STATED TASK
Collect every line below that contains the word "masks" and copy each one in full.

DATA FOR THE TASK
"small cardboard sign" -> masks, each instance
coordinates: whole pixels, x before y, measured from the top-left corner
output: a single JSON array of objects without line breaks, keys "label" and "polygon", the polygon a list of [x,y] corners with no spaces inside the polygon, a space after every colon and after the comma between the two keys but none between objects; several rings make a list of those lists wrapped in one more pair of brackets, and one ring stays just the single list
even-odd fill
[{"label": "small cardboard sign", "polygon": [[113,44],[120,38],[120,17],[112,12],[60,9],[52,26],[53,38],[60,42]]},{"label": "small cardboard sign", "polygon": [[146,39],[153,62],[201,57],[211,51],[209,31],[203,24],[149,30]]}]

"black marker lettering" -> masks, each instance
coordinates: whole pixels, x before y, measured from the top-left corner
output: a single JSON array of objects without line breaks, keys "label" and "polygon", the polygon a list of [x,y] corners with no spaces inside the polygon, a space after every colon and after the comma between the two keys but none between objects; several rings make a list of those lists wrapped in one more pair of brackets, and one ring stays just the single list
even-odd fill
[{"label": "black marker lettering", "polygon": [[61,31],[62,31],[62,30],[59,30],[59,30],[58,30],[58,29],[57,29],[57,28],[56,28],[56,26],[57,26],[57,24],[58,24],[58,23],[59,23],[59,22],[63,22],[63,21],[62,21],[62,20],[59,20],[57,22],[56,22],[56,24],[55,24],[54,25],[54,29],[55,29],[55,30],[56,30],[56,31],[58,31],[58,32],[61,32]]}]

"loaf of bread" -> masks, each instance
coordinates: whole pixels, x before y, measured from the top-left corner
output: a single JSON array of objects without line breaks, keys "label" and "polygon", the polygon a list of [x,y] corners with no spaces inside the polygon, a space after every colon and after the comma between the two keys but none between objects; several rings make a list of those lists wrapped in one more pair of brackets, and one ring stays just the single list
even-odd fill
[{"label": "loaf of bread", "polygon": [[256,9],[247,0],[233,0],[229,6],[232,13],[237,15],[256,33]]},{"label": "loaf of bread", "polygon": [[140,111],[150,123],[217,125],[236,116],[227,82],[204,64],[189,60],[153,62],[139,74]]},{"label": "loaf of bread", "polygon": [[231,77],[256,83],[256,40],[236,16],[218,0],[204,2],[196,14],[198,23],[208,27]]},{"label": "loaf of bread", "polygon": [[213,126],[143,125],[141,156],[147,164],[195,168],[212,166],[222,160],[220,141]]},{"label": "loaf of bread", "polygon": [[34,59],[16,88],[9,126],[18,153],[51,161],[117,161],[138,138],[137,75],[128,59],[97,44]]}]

OUTPUT FOR THIS TASK
"small cardboard sign" -> masks, each instance
"black marker lettering" -> masks, each instance
"loaf of bread" -> masks, each instance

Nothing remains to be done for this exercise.